> _SUPPLIED ENTRIES_:
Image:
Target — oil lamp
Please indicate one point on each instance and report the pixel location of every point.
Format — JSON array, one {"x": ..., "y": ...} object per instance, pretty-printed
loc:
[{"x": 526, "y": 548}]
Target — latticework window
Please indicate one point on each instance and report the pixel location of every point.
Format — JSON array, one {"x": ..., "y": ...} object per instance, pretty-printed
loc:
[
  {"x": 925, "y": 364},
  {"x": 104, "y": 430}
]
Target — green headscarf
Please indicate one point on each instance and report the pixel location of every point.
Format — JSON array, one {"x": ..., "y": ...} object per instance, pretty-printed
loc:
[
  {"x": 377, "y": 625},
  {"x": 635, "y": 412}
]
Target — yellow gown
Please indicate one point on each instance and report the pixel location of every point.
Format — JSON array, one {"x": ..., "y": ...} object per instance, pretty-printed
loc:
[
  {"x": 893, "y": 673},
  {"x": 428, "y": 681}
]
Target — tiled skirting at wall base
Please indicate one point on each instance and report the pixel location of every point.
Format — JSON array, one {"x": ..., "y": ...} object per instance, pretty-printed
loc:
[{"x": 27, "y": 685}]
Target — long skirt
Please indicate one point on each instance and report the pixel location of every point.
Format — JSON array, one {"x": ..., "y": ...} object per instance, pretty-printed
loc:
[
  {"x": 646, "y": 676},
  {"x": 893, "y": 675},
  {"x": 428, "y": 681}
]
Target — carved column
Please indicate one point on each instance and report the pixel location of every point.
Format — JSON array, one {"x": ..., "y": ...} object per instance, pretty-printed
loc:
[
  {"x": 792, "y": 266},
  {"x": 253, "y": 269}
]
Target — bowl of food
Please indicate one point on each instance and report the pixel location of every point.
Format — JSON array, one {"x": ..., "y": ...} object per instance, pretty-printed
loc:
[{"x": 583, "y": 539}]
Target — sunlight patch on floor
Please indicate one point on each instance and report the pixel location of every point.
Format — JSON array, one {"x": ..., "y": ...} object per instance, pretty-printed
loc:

> _EXERCISE_:
Please print the whole of the material verbatim.

> _TASK SOLUTION_:
Image:
Target — oil lamp
Please indicate one point on each instance and report the pixel location of every point.
Format — JSON array, one {"x": ..., "y": ...} object per instance, pretty-printed
loc:
[{"x": 526, "y": 548}]
Target — latticework window
Please indicate one point on each instance and report the pixel location of every point.
Format — JSON array, one {"x": ..., "y": ...} object per instance, pretty-printed
loc:
[
  {"x": 925, "y": 364},
  {"x": 104, "y": 430}
]
Target — green headscarf
Please indicate one point on each instance and report the pixel location of every point.
Format — JSON array, one {"x": ..., "y": ...} object per instance, pretty-printed
loc:
[
  {"x": 377, "y": 625},
  {"x": 635, "y": 412}
]
Target — yellow gown
Please indicate one point on each instance and report the pixel location of every point.
Format — JSON array, one {"x": ..., "y": ...} object per instance, pretty-printed
loc:
[
  {"x": 893, "y": 673},
  {"x": 428, "y": 681}
]
Target — tiled skirting at wall base
Please indicate one point on each instance and report the pixel location of every point.
Format — JSON array, one {"x": ..., "y": ...} object per instance, pretty-printed
loc:
[{"x": 27, "y": 685}]
Target — long skirt
Please indicate one point on each instance and report the pixel location of every point.
Format — JSON array, one {"x": ..., "y": ...} object per instance, pretty-printed
loc:
[
  {"x": 646, "y": 676},
  {"x": 893, "y": 675},
  {"x": 428, "y": 681}
]
Target — carved column
Please indicate one point on each instance and report the pixel location of every point.
Format — JSON array, one {"x": ..., "y": ...} object per instance, pretty-printed
loc:
[
  {"x": 792, "y": 266},
  {"x": 253, "y": 269}
]
Target — bowl of food
Please indicate one point on each instance and report the pixel location of every point.
Format — JSON array, one {"x": ..., "y": ...} object per instance, pretty-printed
loc:
[{"x": 583, "y": 539}]
Target — sunlight patch on floor
Please indicate one point on each instance and report the pixel location of every point.
Format — JSON array, one {"x": ..., "y": ...} object per instance, pretty-printed
loc:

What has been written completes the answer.